One more detail from the 1769 version of the will:
11. I am bequeathing to my sister, the Queen of Sweden, one of my golden boxes valued at 10,000 thalers, 20 buckets of Hungarian wine and a painting of Pesne in the Sanssouci Palace, which I received from Algarotti.
Of course I got curious, so I looked it up and it's apparently this one (in colour), with the inscription Unter dem Kissen [Under the Pillow]— Ant. Pesne fecit 1706.
Oesterreicher says "A charming peasant girl in the window with her head resting on her right arm. Light and shadow have a splendid effect in this painting, the painter represented bare [bloße] nature. [He sure did.] * * The Count Algarotti bequeathed this painting to His Majesty the King.
Fritz also mentions that Algarotti offered him a Pesne painting in his last letter to Algarotti, which I assume was this one, so they had talked about it before and I'm not entirely sure if it was a formal last will thing from Algarotti or just coincided with his death.

- **RECORDS**:
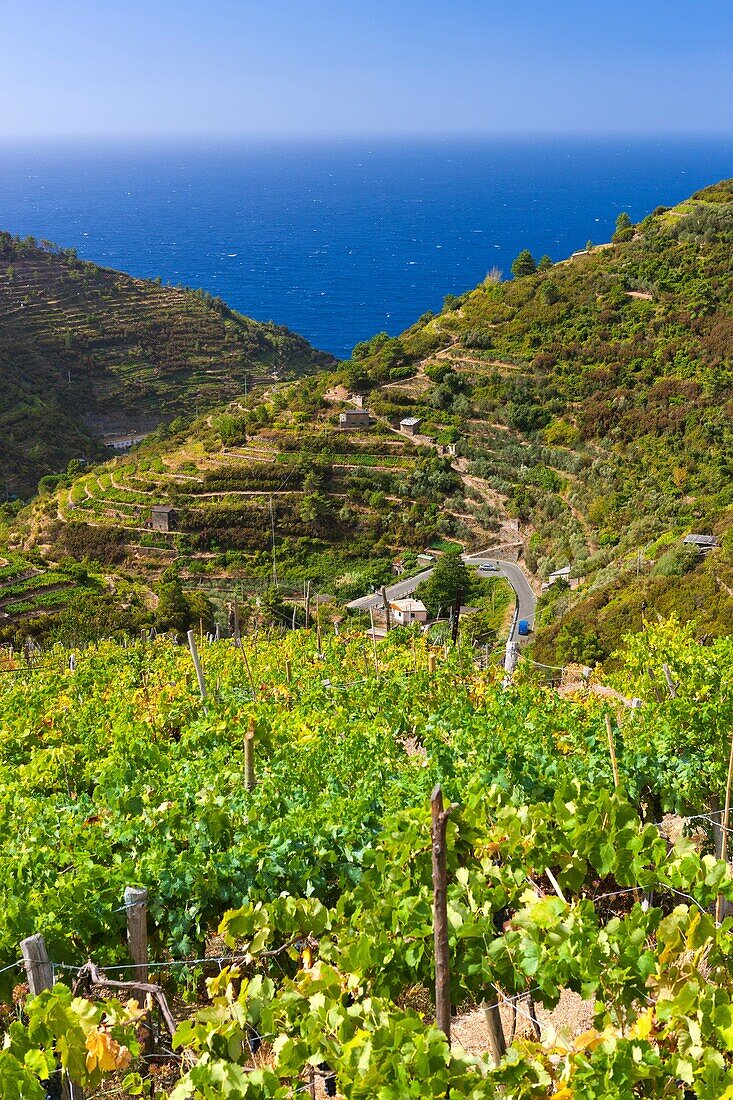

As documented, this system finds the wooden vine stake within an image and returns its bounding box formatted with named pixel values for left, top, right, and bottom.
left=186, top=630, right=206, bottom=703
left=369, top=607, right=380, bottom=680
left=430, top=783, right=452, bottom=1043
left=603, top=711, right=619, bottom=791
left=124, top=887, right=147, bottom=1004
left=244, top=718, right=256, bottom=791
left=21, top=933, right=84, bottom=1100
left=715, top=735, right=733, bottom=924
left=21, top=933, right=54, bottom=997
left=483, top=993, right=506, bottom=1066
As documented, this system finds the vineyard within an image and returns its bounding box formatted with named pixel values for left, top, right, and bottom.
left=0, top=622, right=733, bottom=1100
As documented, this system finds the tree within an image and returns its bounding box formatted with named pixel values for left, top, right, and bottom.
left=613, top=210, right=634, bottom=244
left=512, top=249, right=537, bottom=278
left=415, top=547, right=464, bottom=616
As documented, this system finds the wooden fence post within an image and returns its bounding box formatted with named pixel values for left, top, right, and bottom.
left=21, top=933, right=54, bottom=997
left=430, top=783, right=452, bottom=1043
left=187, top=630, right=206, bottom=703
left=124, top=887, right=147, bottom=1004
left=715, top=736, right=733, bottom=924
left=382, top=585, right=392, bottom=634
left=244, top=722, right=256, bottom=791
left=369, top=607, right=380, bottom=680
left=21, top=933, right=84, bottom=1100
left=603, top=711, right=619, bottom=790
left=450, top=592, right=463, bottom=646
left=483, top=993, right=506, bottom=1066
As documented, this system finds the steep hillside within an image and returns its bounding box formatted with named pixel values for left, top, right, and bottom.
left=7, top=184, right=733, bottom=664
left=334, top=182, right=733, bottom=658
left=0, top=233, right=335, bottom=495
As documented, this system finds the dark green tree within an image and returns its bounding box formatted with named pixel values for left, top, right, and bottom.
left=512, top=249, right=537, bottom=278
left=613, top=210, right=634, bottom=244
left=415, top=547, right=471, bottom=616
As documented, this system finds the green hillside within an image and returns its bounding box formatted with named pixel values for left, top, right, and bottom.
left=334, top=182, right=733, bottom=659
left=5, top=183, right=733, bottom=664
left=0, top=233, right=333, bottom=495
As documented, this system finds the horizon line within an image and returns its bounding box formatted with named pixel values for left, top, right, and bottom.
left=0, top=129, right=733, bottom=145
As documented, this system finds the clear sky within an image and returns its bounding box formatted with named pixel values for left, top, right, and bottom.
left=5, top=0, right=733, bottom=138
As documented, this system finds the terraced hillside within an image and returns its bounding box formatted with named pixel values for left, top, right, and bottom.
left=334, top=182, right=733, bottom=662
left=7, top=184, right=733, bottom=664
left=0, top=233, right=333, bottom=495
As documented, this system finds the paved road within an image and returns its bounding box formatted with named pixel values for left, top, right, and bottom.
left=347, top=553, right=537, bottom=641
left=463, top=554, right=537, bottom=641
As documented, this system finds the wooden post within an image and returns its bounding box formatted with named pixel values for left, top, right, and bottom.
left=450, top=592, right=463, bottom=646
left=239, top=646, right=258, bottom=699
left=483, top=993, right=506, bottom=1066
left=21, top=933, right=54, bottom=997
left=21, top=933, right=84, bottom=1100
left=124, top=887, right=147, bottom=1004
left=382, top=585, right=392, bottom=634
left=715, top=736, right=733, bottom=924
left=603, top=711, right=619, bottom=791
left=187, top=630, right=206, bottom=702
left=244, top=718, right=256, bottom=791
left=661, top=662, right=677, bottom=699
left=430, top=783, right=452, bottom=1043
left=369, top=607, right=380, bottom=680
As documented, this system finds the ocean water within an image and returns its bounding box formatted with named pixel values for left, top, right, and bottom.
left=0, top=138, right=733, bottom=355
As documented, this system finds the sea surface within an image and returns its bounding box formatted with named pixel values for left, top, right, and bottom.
left=0, top=138, right=733, bottom=356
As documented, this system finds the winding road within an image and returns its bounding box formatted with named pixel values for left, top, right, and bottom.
left=347, top=553, right=537, bottom=642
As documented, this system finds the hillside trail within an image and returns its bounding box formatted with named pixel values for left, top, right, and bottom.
left=378, top=349, right=532, bottom=547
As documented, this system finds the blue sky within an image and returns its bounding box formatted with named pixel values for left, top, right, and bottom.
left=0, top=0, right=733, bottom=138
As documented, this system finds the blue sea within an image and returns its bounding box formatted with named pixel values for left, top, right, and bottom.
left=0, top=139, right=733, bottom=356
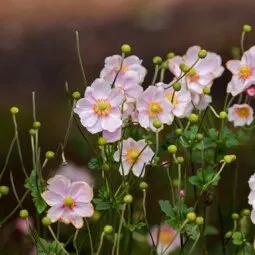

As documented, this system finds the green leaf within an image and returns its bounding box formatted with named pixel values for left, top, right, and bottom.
left=159, top=200, right=173, bottom=216
left=88, top=158, right=100, bottom=169
left=25, top=169, right=47, bottom=214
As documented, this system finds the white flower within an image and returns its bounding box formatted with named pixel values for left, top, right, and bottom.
left=228, top=104, right=253, bottom=127
left=169, top=46, right=224, bottom=94
left=114, top=138, right=154, bottom=177
left=100, top=55, right=147, bottom=83
left=226, top=46, right=255, bottom=96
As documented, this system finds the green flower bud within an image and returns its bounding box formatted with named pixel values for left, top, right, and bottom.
left=179, top=64, right=190, bottom=73
left=186, top=212, right=197, bottom=221
left=33, top=121, right=41, bottom=129
left=97, top=136, right=107, bottom=145
left=219, top=111, right=228, bottom=120
left=72, top=91, right=81, bottom=100
left=223, top=155, right=233, bottom=164
left=45, top=151, right=55, bottom=159
left=121, top=44, right=132, bottom=54
left=189, top=113, right=198, bottom=123
left=152, top=120, right=162, bottom=128
left=225, top=231, right=233, bottom=239
left=104, top=225, right=113, bottom=234
left=198, top=49, right=207, bottom=58
left=0, top=186, right=9, bottom=196
left=173, top=82, right=182, bottom=91
left=167, top=144, right=177, bottom=154
left=10, top=106, right=19, bottom=114
left=243, top=24, right=252, bottom=33
left=231, top=213, right=239, bottom=220
left=203, top=87, right=211, bottom=95
left=123, top=194, right=133, bottom=204
left=152, top=56, right=163, bottom=65
left=196, top=217, right=204, bottom=225
left=29, top=128, right=36, bottom=136
left=175, top=128, right=183, bottom=136
left=197, top=133, right=204, bottom=141
left=19, top=209, right=29, bottom=219
left=42, top=217, right=51, bottom=226
left=139, top=182, right=148, bottom=190
left=176, top=157, right=184, bottom=164
left=166, top=52, right=175, bottom=59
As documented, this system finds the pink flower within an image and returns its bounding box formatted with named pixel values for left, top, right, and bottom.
left=136, top=86, right=174, bottom=131
left=113, top=138, right=154, bottom=177
left=114, top=72, right=143, bottom=102
left=226, top=47, right=255, bottom=96
left=156, top=82, right=193, bottom=118
left=245, top=85, right=255, bottom=97
left=74, top=79, right=123, bottom=134
left=147, top=224, right=181, bottom=254
left=41, top=175, right=94, bottom=228
left=169, top=46, right=224, bottom=94
left=228, top=104, right=253, bottom=127
left=100, top=55, right=147, bottom=83
left=56, top=163, right=94, bottom=186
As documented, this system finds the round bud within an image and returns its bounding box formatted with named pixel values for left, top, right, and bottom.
left=175, top=128, right=183, bottom=136
left=219, top=111, right=228, bottom=120
left=198, top=49, right=207, bottom=58
left=152, top=56, right=163, bottom=65
left=121, top=44, right=132, bottom=53
left=180, top=64, right=190, bottom=73
left=231, top=213, right=239, bottom=220
left=223, top=155, right=233, bottom=164
left=186, top=212, right=197, bottom=221
left=42, top=217, right=51, bottom=226
left=152, top=120, right=162, bottom=128
left=242, top=209, right=251, bottom=216
left=33, top=121, right=41, bottom=129
left=104, top=225, right=113, bottom=234
left=10, top=106, right=19, bottom=114
left=196, top=217, right=204, bottom=225
left=91, top=211, right=101, bottom=221
left=203, top=87, right=211, bottom=95
left=173, top=179, right=180, bottom=188
left=45, top=151, right=55, bottom=159
left=0, top=186, right=9, bottom=196
left=167, top=144, right=177, bottom=154
left=189, top=113, right=198, bottom=123
left=72, top=91, right=81, bottom=100
left=97, top=136, right=107, bottom=145
left=29, top=128, right=36, bottom=136
left=101, top=163, right=110, bottom=172
left=161, top=61, right=168, bottom=69
left=197, top=133, right=204, bottom=141
left=123, top=194, right=133, bottom=204
left=139, top=182, right=148, bottom=190
left=243, top=24, right=252, bottom=33
left=225, top=231, right=233, bottom=239
left=19, top=209, right=29, bottom=219
left=166, top=52, right=175, bottom=59
left=176, top=157, right=184, bottom=164
left=173, top=82, right=182, bottom=91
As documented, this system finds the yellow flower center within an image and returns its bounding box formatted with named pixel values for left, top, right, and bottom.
left=64, top=196, right=75, bottom=208
left=93, top=99, right=112, bottom=116
left=126, top=148, right=140, bottom=164
left=236, top=107, right=250, bottom=118
left=187, top=68, right=200, bottom=82
left=159, top=230, right=174, bottom=245
left=165, top=93, right=179, bottom=106
left=238, top=65, right=252, bottom=80
left=148, top=102, right=163, bottom=118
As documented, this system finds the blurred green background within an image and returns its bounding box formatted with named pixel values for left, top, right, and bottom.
left=0, top=0, right=255, bottom=254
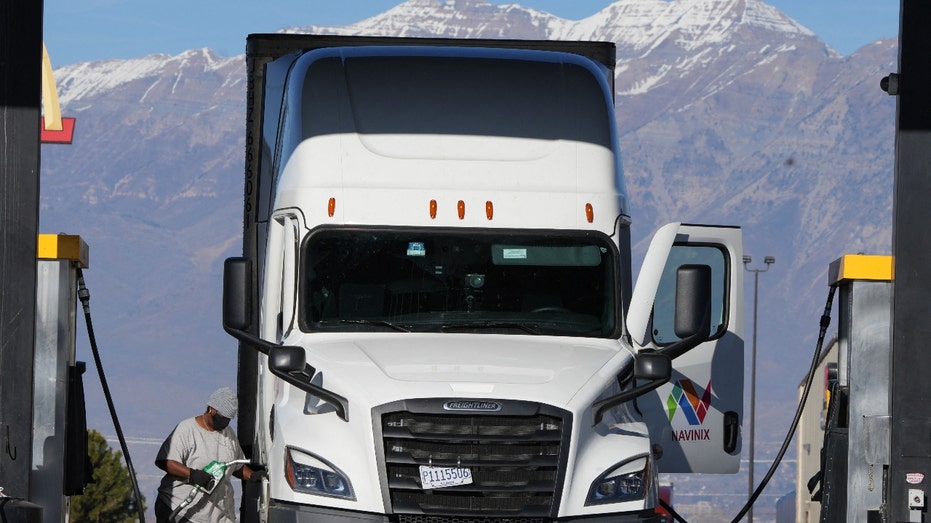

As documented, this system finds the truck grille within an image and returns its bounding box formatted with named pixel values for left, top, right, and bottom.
left=376, top=400, right=571, bottom=523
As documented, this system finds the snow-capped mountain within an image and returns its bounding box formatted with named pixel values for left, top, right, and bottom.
left=40, top=0, right=896, bottom=516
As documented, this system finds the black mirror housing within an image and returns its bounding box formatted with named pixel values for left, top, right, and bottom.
left=634, top=351, right=672, bottom=383
left=223, top=258, right=252, bottom=331
left=675, top=265, right=711, bottom=339
left=268, top=346, right=314, bottom=374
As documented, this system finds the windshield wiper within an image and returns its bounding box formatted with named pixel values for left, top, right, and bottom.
left=339, top=319, right=411, bottom=332
left=441, top=321, right=540, bottom=334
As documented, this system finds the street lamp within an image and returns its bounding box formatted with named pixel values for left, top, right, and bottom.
left=743, top=254, right=776, bottom=523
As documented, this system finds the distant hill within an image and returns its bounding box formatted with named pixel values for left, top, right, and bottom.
left=40, top=0, right=896, bottom=516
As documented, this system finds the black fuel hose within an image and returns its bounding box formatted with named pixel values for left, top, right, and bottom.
left=731, top=285, right=837, bottom=523
left=77, top=267, right=145, bottom=523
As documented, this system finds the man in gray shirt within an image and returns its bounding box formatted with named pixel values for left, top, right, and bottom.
left=155, top=387, right=264, bottom=523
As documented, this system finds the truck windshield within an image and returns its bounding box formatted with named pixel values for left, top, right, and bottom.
left=301, top=229, right=618, bottom=337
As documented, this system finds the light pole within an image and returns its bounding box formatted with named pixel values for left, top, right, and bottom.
left=743, top=254, right=776, bottom=523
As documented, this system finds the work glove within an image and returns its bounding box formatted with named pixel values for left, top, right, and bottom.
left=249, top=470, right=265, bottom=483
left=188, top=469, right=213, bottom=488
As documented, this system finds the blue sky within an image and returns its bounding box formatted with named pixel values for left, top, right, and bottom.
left=44, top=0, right=899, bottom=68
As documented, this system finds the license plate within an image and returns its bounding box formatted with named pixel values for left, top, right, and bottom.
left=420, top=465, right=472, bottom=490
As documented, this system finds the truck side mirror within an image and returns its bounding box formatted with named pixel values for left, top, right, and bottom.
left=634, top=350, right=672, bottom=383
left=223, top=258, right=252, bottom=332
left=268, top=346, right=314, bottom=375
left=660, top=264, right=711, bottom=360
left=675, top=265, right=711, bottom=339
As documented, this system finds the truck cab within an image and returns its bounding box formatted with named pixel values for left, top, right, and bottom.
left=224, top=35, right=743, bottom=523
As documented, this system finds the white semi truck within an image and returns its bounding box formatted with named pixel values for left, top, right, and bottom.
left=223, top=34, right=743, bottom=523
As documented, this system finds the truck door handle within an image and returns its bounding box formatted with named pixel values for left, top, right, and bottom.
left=724, top=410, right=740, bottom=454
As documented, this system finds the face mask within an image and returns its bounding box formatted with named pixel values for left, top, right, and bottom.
left=213, top=414, right=230, bottom=431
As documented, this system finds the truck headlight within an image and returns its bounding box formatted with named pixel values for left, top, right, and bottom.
left=585, top=456, right=650, bottom=506
left=284, top=447, right=356, bottom=500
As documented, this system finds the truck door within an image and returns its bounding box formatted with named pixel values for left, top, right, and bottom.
left=627, top=223, right=744, bottom=473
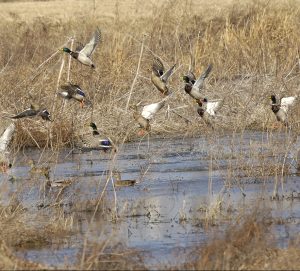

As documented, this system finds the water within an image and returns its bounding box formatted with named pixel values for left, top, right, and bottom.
left=1, top=132, right=300, bottom=268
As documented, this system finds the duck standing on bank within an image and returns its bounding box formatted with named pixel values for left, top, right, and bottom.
left=270, top=95, right=297, bottom=127
left=61, top=28, right=101, bottom=69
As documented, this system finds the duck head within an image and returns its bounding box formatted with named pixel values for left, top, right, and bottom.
left=60, top=47, right=72, bottom=54
left=270, top=95, right=277, bottom=104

- **YOUR OBJECTIVE**: Rewrite the paragraph of the will extract beginning "11. I am bequeathing to my sister" as a short list that keeps its main facts.

- **WRITTEN SOLUTION**:
Left to my sister, the Queen of Sweden:
- one of my golden boxes, valued at 10,000 thalers
- 20 buckets of Hungarian wine
- a Pesne painting in the Sanssouci Palace, received from Algarotti